Your task -
Convert all of the records below into a two-column CSV with the header input,output, one row per record. Put each record's text in input and its answer in output, with both fields quoted and every line break replaced by a space.

Data to use -
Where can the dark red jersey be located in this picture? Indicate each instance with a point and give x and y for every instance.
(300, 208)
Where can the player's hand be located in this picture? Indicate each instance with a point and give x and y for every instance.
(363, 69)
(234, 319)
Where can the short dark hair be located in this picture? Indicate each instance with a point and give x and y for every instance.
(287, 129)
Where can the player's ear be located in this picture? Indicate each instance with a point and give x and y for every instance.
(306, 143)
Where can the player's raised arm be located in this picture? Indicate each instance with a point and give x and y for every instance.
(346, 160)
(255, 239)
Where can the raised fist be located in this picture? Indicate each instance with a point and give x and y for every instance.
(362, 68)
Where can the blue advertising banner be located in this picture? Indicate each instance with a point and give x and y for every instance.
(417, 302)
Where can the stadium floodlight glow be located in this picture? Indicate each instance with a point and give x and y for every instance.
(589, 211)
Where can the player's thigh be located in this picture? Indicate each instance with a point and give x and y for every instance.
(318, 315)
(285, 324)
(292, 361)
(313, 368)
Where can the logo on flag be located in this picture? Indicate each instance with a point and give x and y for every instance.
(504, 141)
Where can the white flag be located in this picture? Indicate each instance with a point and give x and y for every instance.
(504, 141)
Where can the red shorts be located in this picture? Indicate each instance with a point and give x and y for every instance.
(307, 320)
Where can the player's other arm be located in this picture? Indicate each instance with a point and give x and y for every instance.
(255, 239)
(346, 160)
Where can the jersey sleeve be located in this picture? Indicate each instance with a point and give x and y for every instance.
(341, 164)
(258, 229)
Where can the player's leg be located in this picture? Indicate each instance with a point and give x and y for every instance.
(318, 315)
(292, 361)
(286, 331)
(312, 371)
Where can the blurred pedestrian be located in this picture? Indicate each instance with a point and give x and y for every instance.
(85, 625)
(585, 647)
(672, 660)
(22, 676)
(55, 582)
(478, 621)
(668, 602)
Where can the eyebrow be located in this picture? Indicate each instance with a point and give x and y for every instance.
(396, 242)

Task solution -
input,output
"Where can the dark red jersey be located in this picture? Indicate each instance with a point and give x and y for every instance.","(300, 208)"
"Where can the player's hand be located in this picture? Indicate each instance with a point and give x and y for every instance.","(363, 69) (234, 319)"
"Where can the short dark hair be located in this picture? Indicate each instance with a point and give x and y for every instance.","(287, 129)"
"Where can the player's ear be located in this picture? Indicate each instance with a point and give x and y for every instance.","(306, 143)"
"Where can the player's raised arm be located in this picture? Indicate each instance with a point and give x and y for every instance.","(346, 160) (255, 239)"
"Where can the raised fist be located in this picture? Indicate each instance with a point and give x and y for every instance.","(362, 68)"
"Where can the blue advertising banner be located in this picture? Indicate each instance with a point and give x and y for every instance.","(417, 302)"
"Where can the stadium floodlight glow be located in this picture? Indicate each instance with a point and give x and y for every instance.","(589, 211)"
"Where can the player's thigh be located in this picture? Indicate each instance with a point and give x and y for every instance.","(318, 315) (285, 324) (292, 361) (313, 368)"
"Where can the logo on flag be located in this picture? Indicate each instance with a point and give x and y for every instance.","(504, 141)"
"Where can the white flag be located in this picture? Indicate each instance with a point and give x and y for every instance.","(504, 141)"
"Where can the red shorts be located in this picture? Indicate each instance with a point and give x and y for every instance.","(307, 320)"
"Where can the player's other arm be located in this picture? Indicate each instance with a point and give x and y for every instance.","(255, 239) (346, 160)"
"Where can the jersey sleeve be located in this picture? Indicate each instance with a point and give x and y for every instance.","(341, 164) (258, 229)"
"Where can the player's leg be located in this picture? Indicate each instance with a point and give x and y for every instance.","(318, 315) (292, 361) (286, 331) (312, 371)"
"Where can the blurred pedestrian be located in this picture? Indicate each instance with a point and give x and y for every instance.","(85, 625) (585, 647) (672, 660) (22, 676) (55, 582) (478, 621) (668, 602)"
"Where can the eyebrow be located in this picture? Indicate each instance with a point and give x and y for every instance.","(396, 242)"